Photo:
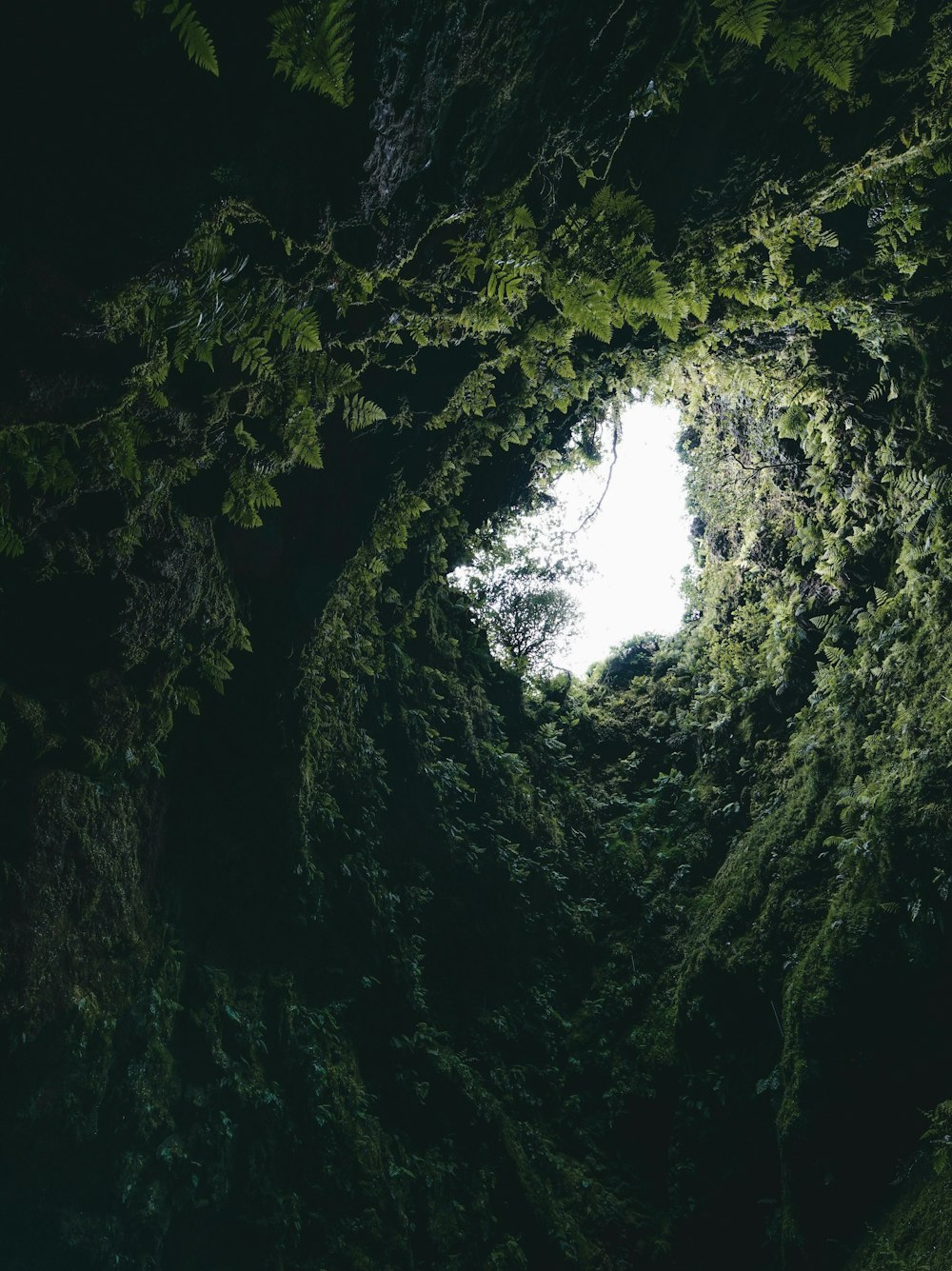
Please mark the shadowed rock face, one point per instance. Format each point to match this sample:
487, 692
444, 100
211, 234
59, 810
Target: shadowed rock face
327, 941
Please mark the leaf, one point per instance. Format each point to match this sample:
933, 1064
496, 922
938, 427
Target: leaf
359, 412
746, 23
313, 48
193, 36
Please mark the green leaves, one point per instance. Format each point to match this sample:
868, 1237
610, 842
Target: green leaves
248, 492
744, 22
313, 48
361, 413
193, 36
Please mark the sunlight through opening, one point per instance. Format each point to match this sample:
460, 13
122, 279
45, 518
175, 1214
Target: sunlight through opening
638, 541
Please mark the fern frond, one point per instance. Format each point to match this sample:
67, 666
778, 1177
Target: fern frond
302, 436
833, 67
249, 490
744, 22
193, 36
300, 326
10, 542
359, 412
883, 18
313, 48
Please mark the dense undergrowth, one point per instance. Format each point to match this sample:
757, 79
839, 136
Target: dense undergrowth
329, 942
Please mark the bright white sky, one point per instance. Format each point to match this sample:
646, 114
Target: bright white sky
638, 541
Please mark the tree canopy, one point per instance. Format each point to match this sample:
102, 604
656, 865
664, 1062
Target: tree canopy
327, 942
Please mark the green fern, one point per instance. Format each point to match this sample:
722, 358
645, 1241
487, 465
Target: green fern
302, 437
10, 542
248, 493
194, 38
313, 48
360, 413
744, 22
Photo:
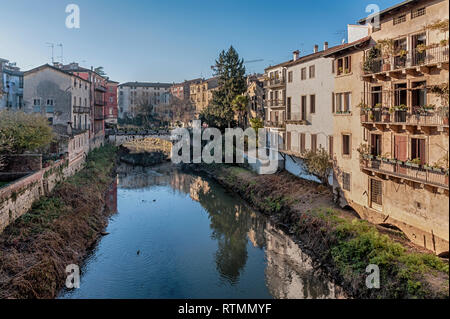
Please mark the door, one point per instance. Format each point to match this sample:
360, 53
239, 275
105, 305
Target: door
401, 152
303, 108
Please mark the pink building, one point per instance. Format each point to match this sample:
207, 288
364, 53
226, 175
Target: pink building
111, 108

- **Exercise prompt**: Return the listing above in full and exactly, omitting all pictures.

- **Exercise solution**:
Photo:
Please mark the shadowed rock face, one point per instance. Format each point to match this sample:
487, 692
444, 100
211, 234
59, 810
Target: shadowed rock face
327, 941
Please mark the leaf, one point per instance. Format each point to match this sample:
933, 1064
496, 922
938, 427
Target: leaf
359, 412
746, 23
313, 48
193, 36
Please mark the green leaves, one point per instance. Format each point to match this sample:
868, 1237
610, 842
Target: green leaves
248, 492
744, 22
313, 48
361, 413
193, 36
Please mark the sunlight through opening, one point per instance. Format each point to match this sample:
460, 13
122, 279
45, 518
175, 1214
Target: sunlight through opening
638, 541
Please mark the fern frond, one point per instance. Format each point to match this sample:
67, 666
778, 1177
Target: fern frond
302, 436
833, 67
249, 490
744, 22
193, 36
300, 326
10, 542
359, 412
883, 18
313, 48
Please mark the dense undergrowth, one point per instance. Format each point to match this sample:
757, 79
839, 136
Target: dense undergrowth
329, 942
Please mark the bright white sky, one point per instance. Format each point to match this sample:
646, 114
Target: bright white sky
638, 541
Please mark the tree canopy, one point per instance. Format each point to match this sample:
102, 604
656, 865
664, 1062
Target: tree canopy
327, 942
Please mark the green fern, one point per instance. Format each point to match this sample:
722, 358
645, 1241
487, 465
Target: green fern
302, 437
10, 542
248, 493
194, 38
313, 48
360, 413
744, 22
Photo:
Please mark the door, one point per instance. Format each point to match this sample:
360, 53
239, 275
105, 305
Target: door
401, 152
303, 108
Please mark the pink building, one point per instance. Format each point to match this sample:
207, 288
364, 53
226, 175
Target: pink building
111, 108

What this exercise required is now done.